### Required work
Copy the listing below word for word, without the pictures.

### Exercise input
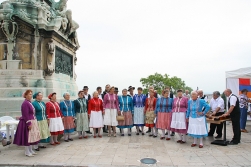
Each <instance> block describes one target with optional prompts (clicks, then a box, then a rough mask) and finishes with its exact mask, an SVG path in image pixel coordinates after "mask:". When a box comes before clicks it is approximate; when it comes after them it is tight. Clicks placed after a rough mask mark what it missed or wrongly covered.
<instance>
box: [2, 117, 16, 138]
mask: <svg viewBox="0 0 251 167" xmlns="http://www.w3.org/2000/svg"><path fill="white" fill-rule="evenodd" d="M18 123H19V121H16V120H10V121H6V122H4V124H5V125H6V139H7V141H10V131H11V138H12V141H14V130H15V129H16V127H17V125H18Z"/></svg>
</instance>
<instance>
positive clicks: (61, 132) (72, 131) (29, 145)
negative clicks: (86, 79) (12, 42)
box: [14, 85, 240, 157]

### Response to the exercise
Each <instance> block describes one target with optional prompts (clicks, then a box, then a rough mask) and finishes with its exact mask, an SVG path in image pixel coordinates after "mask:". When a box comes before clicks it is approximate; when it comes after them it is tight. Clicks placed after a rough mask mark what it missed or wrongly covered.
<instance>
box: [2, 117, 16, 138]
mask: <svg viewBox="0 0 251 167" xmlns="http://www.w3.org/2000/svg"><path fill="white" fill-rule="evenodd" d="M18 123H19V121H16V120H10V121H6V122H4V124H5V125H6V139H7V141H10V131H11V138H12V141H14V130H15V129H16V127H17V125H18Z"/></svg>
</instance>
<instance>
positive clicks: (61, 132) (72, 131) (29, 145)
negative clicks: (86, 79) (12, 42)
box: [14, 85, 240, 157]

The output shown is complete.